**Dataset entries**
----------------

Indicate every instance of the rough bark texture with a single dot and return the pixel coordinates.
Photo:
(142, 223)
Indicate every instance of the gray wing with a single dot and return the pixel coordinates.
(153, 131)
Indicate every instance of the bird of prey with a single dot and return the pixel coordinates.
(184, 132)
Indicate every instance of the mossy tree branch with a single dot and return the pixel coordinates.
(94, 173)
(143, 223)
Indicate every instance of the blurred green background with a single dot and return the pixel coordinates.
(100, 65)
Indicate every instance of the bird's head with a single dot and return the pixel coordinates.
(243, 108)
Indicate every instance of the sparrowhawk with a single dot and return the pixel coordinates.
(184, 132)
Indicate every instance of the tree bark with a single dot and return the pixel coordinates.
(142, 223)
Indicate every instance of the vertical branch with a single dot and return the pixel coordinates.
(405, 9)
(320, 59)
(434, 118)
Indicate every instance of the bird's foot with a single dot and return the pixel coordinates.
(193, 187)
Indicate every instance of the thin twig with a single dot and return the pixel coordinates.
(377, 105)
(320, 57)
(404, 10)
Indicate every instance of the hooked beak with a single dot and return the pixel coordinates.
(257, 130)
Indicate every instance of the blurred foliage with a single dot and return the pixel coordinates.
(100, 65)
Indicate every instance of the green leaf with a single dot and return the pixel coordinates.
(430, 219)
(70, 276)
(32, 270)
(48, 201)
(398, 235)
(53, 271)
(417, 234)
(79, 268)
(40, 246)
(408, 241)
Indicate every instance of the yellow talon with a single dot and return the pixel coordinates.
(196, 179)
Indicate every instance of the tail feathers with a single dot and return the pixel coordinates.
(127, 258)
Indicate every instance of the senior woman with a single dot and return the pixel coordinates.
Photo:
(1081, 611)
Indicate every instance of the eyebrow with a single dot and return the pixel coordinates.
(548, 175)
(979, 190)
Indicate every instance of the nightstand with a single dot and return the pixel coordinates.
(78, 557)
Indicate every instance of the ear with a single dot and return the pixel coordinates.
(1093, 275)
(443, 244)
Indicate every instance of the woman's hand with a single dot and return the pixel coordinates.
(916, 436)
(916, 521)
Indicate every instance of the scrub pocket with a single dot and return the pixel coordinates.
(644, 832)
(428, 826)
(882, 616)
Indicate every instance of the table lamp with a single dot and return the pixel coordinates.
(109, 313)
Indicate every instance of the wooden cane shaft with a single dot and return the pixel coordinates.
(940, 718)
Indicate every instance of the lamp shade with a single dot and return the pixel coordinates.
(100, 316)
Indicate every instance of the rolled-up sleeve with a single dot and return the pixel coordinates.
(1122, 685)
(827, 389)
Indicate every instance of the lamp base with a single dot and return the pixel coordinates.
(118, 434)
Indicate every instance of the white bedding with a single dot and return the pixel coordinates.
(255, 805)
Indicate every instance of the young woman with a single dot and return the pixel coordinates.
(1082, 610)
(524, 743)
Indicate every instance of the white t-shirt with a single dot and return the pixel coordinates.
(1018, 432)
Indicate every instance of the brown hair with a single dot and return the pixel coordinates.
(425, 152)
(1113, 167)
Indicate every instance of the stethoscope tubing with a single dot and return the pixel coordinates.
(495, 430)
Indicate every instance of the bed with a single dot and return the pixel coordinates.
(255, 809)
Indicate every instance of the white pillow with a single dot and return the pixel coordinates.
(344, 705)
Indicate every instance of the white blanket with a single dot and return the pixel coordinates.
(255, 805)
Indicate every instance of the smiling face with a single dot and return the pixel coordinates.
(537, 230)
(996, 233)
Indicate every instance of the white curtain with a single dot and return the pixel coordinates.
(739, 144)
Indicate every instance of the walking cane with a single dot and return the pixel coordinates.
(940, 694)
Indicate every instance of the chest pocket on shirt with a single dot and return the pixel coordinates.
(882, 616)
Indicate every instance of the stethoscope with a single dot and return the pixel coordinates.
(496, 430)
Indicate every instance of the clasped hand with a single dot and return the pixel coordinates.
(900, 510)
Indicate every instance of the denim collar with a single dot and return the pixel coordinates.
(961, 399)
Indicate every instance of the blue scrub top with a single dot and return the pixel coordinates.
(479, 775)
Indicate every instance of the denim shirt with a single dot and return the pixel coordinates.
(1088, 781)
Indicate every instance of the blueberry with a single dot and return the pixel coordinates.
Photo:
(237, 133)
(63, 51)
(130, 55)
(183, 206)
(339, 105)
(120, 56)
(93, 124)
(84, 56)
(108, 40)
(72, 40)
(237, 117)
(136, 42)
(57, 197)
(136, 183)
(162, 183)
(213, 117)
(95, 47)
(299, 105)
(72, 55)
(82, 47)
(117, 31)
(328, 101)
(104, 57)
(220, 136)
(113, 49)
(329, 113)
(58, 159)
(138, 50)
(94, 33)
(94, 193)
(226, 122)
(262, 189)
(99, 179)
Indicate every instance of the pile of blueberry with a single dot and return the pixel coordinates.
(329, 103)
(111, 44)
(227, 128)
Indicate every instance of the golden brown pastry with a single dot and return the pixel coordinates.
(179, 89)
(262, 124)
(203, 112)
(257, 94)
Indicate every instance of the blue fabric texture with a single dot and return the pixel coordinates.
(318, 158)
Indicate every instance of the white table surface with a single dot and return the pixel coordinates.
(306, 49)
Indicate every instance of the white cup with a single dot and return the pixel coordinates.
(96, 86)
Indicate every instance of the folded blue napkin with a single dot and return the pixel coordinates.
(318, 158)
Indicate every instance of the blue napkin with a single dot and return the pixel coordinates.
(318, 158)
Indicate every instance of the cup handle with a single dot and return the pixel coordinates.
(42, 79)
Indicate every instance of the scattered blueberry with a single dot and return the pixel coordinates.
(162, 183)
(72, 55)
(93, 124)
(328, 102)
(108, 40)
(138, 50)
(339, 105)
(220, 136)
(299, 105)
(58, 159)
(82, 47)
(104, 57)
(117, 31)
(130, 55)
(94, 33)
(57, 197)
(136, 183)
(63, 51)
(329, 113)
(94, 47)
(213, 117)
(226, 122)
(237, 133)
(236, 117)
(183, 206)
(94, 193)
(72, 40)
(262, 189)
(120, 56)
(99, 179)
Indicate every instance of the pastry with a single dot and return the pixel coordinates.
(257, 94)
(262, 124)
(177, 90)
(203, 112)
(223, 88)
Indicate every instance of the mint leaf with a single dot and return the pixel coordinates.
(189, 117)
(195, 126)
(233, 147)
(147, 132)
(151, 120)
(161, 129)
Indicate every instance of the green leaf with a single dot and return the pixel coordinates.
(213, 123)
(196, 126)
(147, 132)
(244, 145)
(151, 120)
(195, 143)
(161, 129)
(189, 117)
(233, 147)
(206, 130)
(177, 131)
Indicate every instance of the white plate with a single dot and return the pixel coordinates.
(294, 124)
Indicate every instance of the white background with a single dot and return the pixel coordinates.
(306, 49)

----------------

**Task**
The data above should be returned exactly as written.

**Result below**
Indicate every instance of the rough bark texture with a single dot and return the pixel coordinates.
Photo:
(142, 223)
Indicate every instance of the gray wing with a single dot and return the pixel coordinates.
(153, 131)
Indicate every instance of the bird of prey with a single dot and return the pixel coordinates.
(184, 132)
Indicate every instance of the mossy tree branch with a single dot and return the pixel coordinates.
(94, 173)
(143, 223)
Indicate every instance of the blurred green background with a single dot and return the pixel coordinates.
(100, 65)
Indicate every instance of the bird's head with a single dot and return the pixel coordinates.
(243, 108)
Indicate every instance of the sparrowhawk with a single dot and return the pixel coordinates.
(184, 132)
Indicate every instance of the tree bark with a single dot and return the pixel coordinates.
(142, 223)
Indicate every instance of the vertical branch with a single dot and return the pixel coordinates.
(405, 9)
(320, 59)
(434, 118)
Indicate every instance of the bird's foot with a single dot and return the pixel coordinates.
(193, 187)
Indicate every instance of the thin twig with a single dot and return the pixel coordinates.
(377, 105)
(320, 57)
(404, 10)
Indicate every instance of the hooked beak with a single dot and return the pixel coordinates.
(257, 130)
Indicate every instance of the blurred foliage with a single dot and return the pixel coordinates.
(100, 65)
Indicate every instance of the green leaf with a single dot and return the pixel coordinates.
(430, 219)
(70, 276)
(32, 270)
(48, 201)
(398, 235)
(53, 271)
(417, 234)
(79, 268)
(40, 246)
(408, 241)
Indicate every instance of the yellow talon with a single dot and return the pixel coordinates.
(196, 179)
Indicate every instance of the tail feathers with a single dot and return the pixel coordinates.
(127, 258)
Indicate every instance of the senior woman with a single dot and return the pixel coordinates.
Photo:
(1081, 611)
Indicate every instance of the eyebrow with a single dot and return the pixel coordinates.
(548, 175)
(979, 190)
Indicate every instance of the nightstand with a single dot and return the pixel coordinates.
(78, 557)
Indicate every instance of the ear with a single dot and return the pixel coordinates.
(1093, 275)
(443, 244)
Indicate every instance of the woman's hand with a single dot and return the pixel coordinates.
(916, 436)
(916, 521)
Indicate every instance of the scrub pocket with a single dot and return the pixel coordinates.
(644, 832)
(428, 826)
(882, 616)
Indicate every instance of the table lamp with a single dot and return the pixel coordinates.
(109, 313)
Indicate every instance of the wooden cane shaft with a single dot and return the pixel coordinates.
(940, 718)
Indicate every instance of the lamp shade with a single dot and return the pixel coordinates.
(100, 316)
Indicate every instance of the rolled-up sleeve with a single dot and return the pixel coordinates.
(1122, 685)
(827, 389)
Indicate every instance of the lamp base with a single dot and return the pixel coordinates.
(118, 434)
Indicate every instance of the white bedding with a single dot and return the pixel coordinates.
(255, 805)
Indicate every instance of the young woman with a single dot and return the pixel coordinates.
(1082, 610)
(524, 743)
Indicate every instance of the white t-shirt with a single dot and return the pixel coordinates.
(1018, 432)
Indicate every instance of the brown hair with a single dot and return the pixel coordinates.
(425, 152)
(1113, 167)
Indicate every instance of the stethoscope tubing with a single dot and return the pixel coordinates.
(495, 430)
Indicate every instance of the bed with a single dot and return the pixel coordinates.
(255, 809)
Indicate every instance of the white pillow with a single dot and return the pixel coordinates.
(344, 705)
Indicate every instance of the white blanket with a single dot and return the pixel coordinates.
(255, 805)
Indicate every instance of the smiling face with a single dot and return the pixel coordinates.
(537, 230)
(996, 233)
Indicate every instance of the white curtain with a single dot and return the pixel coordinates.
(739, 144)
Indicate every instance of the walking cane with a single dot and return the pixel coordinates.
(940, 694)
Indicate every instance of the chest pocket on shirt with a single dot and return the pixel coordinates.
(882, 616)
Indicate every instance of the stethoscope with a single dot and return the pixel coordinates.
(496, 430)
Indicate every instance of the clasped hand with a single dot and return the pixel coordinates.
(900, 510)
Indicate every instance of the denim collar with a single dot and return the pixel coordinates.
(961, 399)
Indicate every instance of the blue scrub top with a single dot and return the pixel coordinates.
(479, 775)
Indicate every instance of the denim shirt with a single dot and return the pixel coordinates.
(1088, 781)
Indicate every instance of the blueberry with a single dot and return the pixel coordinates.
Photo:
(237, 133)
(63, 51)
(130, 55)
(183, 206)
(339, 105)
(120, 56)
(93, 124)
(84, 56)
(108, 40)
(72, 40)
(237, 117)
(136, 42)
(57, 197)
(136, 183)
(162, 183)
(213, 117)
(95, 47)
(299, 105)
(72, 55)
(82, 47)
(117, 31)
(328, 101)
(104, 57)
(220, 136)
(113, 49)
(329, 113)
(58, 159)
(138, 50)
(94, 33)
(94, 193)
(226, 122)
(262, 189)
(99, 179)
Indicate every instance of the pile of blueberry with a single dot and return the pixel coordinates.
(329, 103)
(111, 44)
(227, 128)
Indicate every instance of the golden brown pastry with a single dot and return the pixel coordinates.
(179, 89)
(262, 124)
(203, 112)
(257, 94)
Indicate every instance of the blue fabric texture with a single dot and return the pixel coordinates.
(318, 158)
Indicate every instance of the white table surface with a single dot and return the pixel coordinates.
(306, 49)
Indicate every instance of the white cup with a single dot and return the pixel coordinates.
(96, 86)
Indicate every instance of the folded blue napkin with a single dot and return the pixel coordinates.
(318, 158)
Indicate every instance of the blue napkin with a single dot and return the pixel coordinates.
(318, 158)
Indicate every instance of the cup handle with a single dot and return the pixel coordinates.
(42, 79)
Indicate every instance of the scattered blueberry with a single dot and return the pixel coordinates.
(162, 183)
(72, 55)
(93, 124)
(328, 102)
(108, 40)
(138, 50)
(339, 105)
(220, 136)
(299, 105)
(58, 159)
(82, 47)
(104, 57)
(117, 31)
(130, 55)
(94, 33)
(57, 197)
(136, 183)
(63, 51)
(329, 113)
(94, 47)
(213, 117)
(226, 122)
(237, 133)
(236, 117)
(183, 206)
(94, 193)
(72, 40)
(262, 189)
(120, 56)
(99, 179)
Indicate every instance of the pastry with a single dot and return the pixel coordinates.
(257, 94)
(262, 124)
(177, 90)
(203, 112)
(223, 88)
Indicate every instance of the mint leaf with a single dot and return the pixel coordinates.
(189, 117)
(195, 126)
(233, 147)
(147, 132)
(151, 120)
(161, 129)
Indicate every instance of the green leaf with a single dot and return the pixel coordinates.
(213, 123)
(196, 126)
(147, 132)
(244, 145)
(151, 120)
(195, 143)
(161, 129)
(189, 117)
(233, 147)
(206, 130)
(177, 131)
Indicate every instance of the white plate with a single dot and return the pixel coordinates.
(294, 124)
Indicate every instance of the white background with a single dot and return the pixel coordinates.
(306, 49)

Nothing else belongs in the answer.